__TEXTE PROPOSÉ__
Philippe Roqueplo. Hommage à un homme bon

C’est avec tristesse que j’ai appris tardivement la mort de Philippe Roqueplo, l’homme qui m’a offert ma première fiche de paie, mais aussi sa confiance, son intelligence et sa bienveillance.

Philippe Roqueplo était un intellectuel brillant qui savait rendre vivants des sujets aussi obscurs que l’évaluation de la recherche à un moment où la France réinventait sa politique de recherche. Il dirigeait la partie "évaluation" d’un nouveau Centre de Prospective et d’évaluation.

Ce CPE était dirigé par Thierry Gaudin qui de son côté travaillait sur la prospective. Ces deux hommes faisaient partie des rénovateurs de la politique de la recherche après la victoire de François Mitterand en 1981.

__DOCUMENTS FOURNIS__
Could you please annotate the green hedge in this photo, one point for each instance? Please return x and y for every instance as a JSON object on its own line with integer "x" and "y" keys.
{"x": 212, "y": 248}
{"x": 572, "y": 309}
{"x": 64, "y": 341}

__CONSIGNE 1__
Relevez dans l'hommage à Philippe Roqueplo le passage qui commence par « Philippe Roqueplo était » et se poursuit jusqu'à « Prospective et d’évaluation. ».
__CONSIGNE 2__
D'après l'hommage à Philippe Roqueplo, qui dirigeait le Centre de Prospective et d'évaluation ?
__CONSIGNE 3__
Poursuivez l'hommage à Philippe Roqueplo à la suite de sa dernière phrase.
Les documents forment un ensemble distinct du texte proposé.

__RÉPONSE 1__
Philippe Roqueplo était un intellectuel brillant qui savait rendre vivants des sujets aussi obscurs que l’évaluation de la recherche à un moment où la France réinventait sa politique de recherche. Il dirigeait la partie "évaluation" d’un nouveau Centre de Prospective et d’évaluation.

__RÉPONSE 2__
Thierry Gaudin dirigeait ce centre.

__RÉPONSE 3__
Philippe Roqueplo dirigeait à cette époque un séminaire sur l’évaluation de la recherche et il s’était associé au Centre de Gestion (CGS) de l’école des Mines pour l’organisation de sessions de travail concernant les organisations de recherche en France. Chaque organisme était invité à expliquer comment il organisait l’évaluation de la recherche et deux secrétaires de séance recueillaient les débats. [1]

J’avais participé à ce séminaire en observateur alors que j’étais arrivé à l’école des Mines dans l’ombre de Bruno Latour. Après ce séminaire, Philppe Roqueplo m’a demandé de rédiger un rapport sur les indicateurs quantitatifs dans l’évaluation de la recherche. Pour cela, il m’a fait un contrat de travail comme chargé de mission, qui a été mon premier travail salarié ! ( [2]. Ce contrat m’a non seulement mis le pied à l’étrier, il m’a aussi permis d’effectuer deux courtes et très bénéfiques missions aux Etats-Unis auprès de divers organismes de recherche (NSF, NIH, NBS, et autres…). J’y ai aussi rencontré Francis Narin qui consolidait la première entreprise de conseil basée sur une analyse bibliométrique des brevets, ainsi que l’équipe assez extraordianire de lépoque de la « Science Indicators Unit » de la NSF qui produisait le rapport sur l’état de la science aux Etats-Unis connu sous l’intitulé de « Science Indicators ». Le directeur, Bob Coward est malheureusement mort assez vite de maladie, mais les autres membres comme Susan Cozzens ou Jennifer Bond, ont fait des carrières d’universitaires ou ont travaillé dans la haute administration à Washington. J’ai aussi rédigé, à la suite de la seconde mission, un second rapport (Les dilemmes de l’évaluation) , cette fois publié dans la collection « Etude CPE ». Malheureusement, mon exemplaire a disparu de ma bibliothèque personnelle, mais doit bien trouver ce rapport quelque part.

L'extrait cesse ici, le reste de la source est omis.